┌────────
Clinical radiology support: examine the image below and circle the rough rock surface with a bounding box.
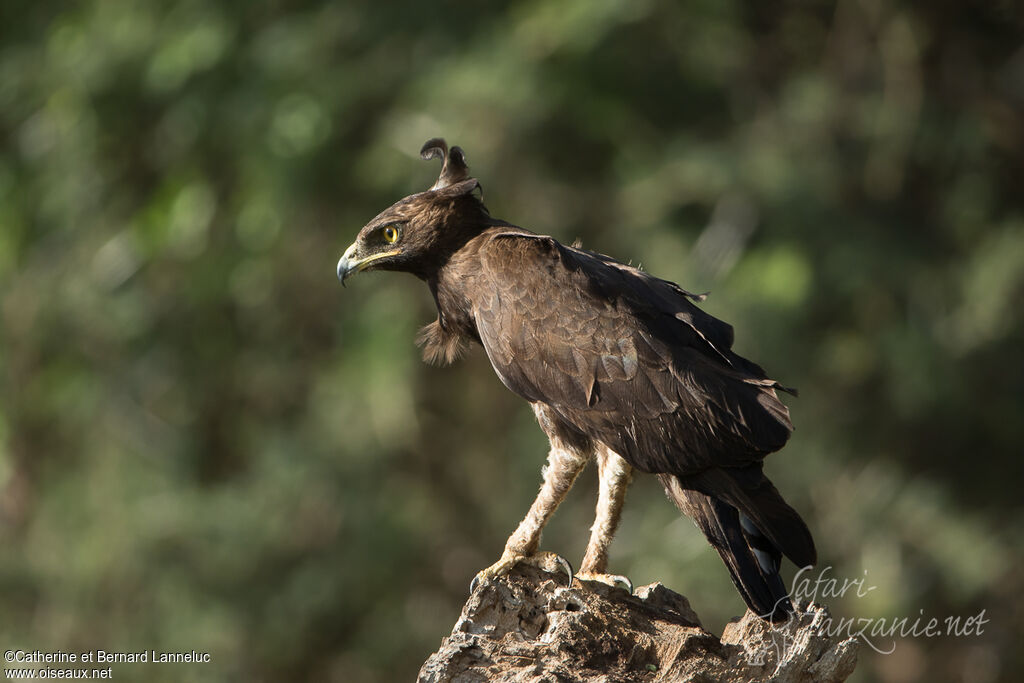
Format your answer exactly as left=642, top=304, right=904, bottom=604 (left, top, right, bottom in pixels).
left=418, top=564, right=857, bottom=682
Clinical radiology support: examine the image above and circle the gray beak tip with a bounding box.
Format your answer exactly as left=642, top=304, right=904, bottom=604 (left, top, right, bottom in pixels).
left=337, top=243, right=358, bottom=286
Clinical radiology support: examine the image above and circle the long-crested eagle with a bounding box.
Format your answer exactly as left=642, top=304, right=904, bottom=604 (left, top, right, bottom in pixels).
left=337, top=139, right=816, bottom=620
└────────
┌────────
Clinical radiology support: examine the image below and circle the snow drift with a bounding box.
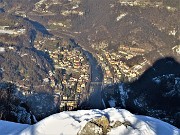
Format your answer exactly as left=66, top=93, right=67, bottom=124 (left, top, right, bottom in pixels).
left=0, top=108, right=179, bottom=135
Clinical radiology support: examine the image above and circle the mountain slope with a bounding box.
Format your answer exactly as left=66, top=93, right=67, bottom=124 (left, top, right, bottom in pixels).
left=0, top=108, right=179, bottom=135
└────────
To do: Looking at the entries, work out how many lines hold the word "circle". Give the number and nothing else.

Output: 5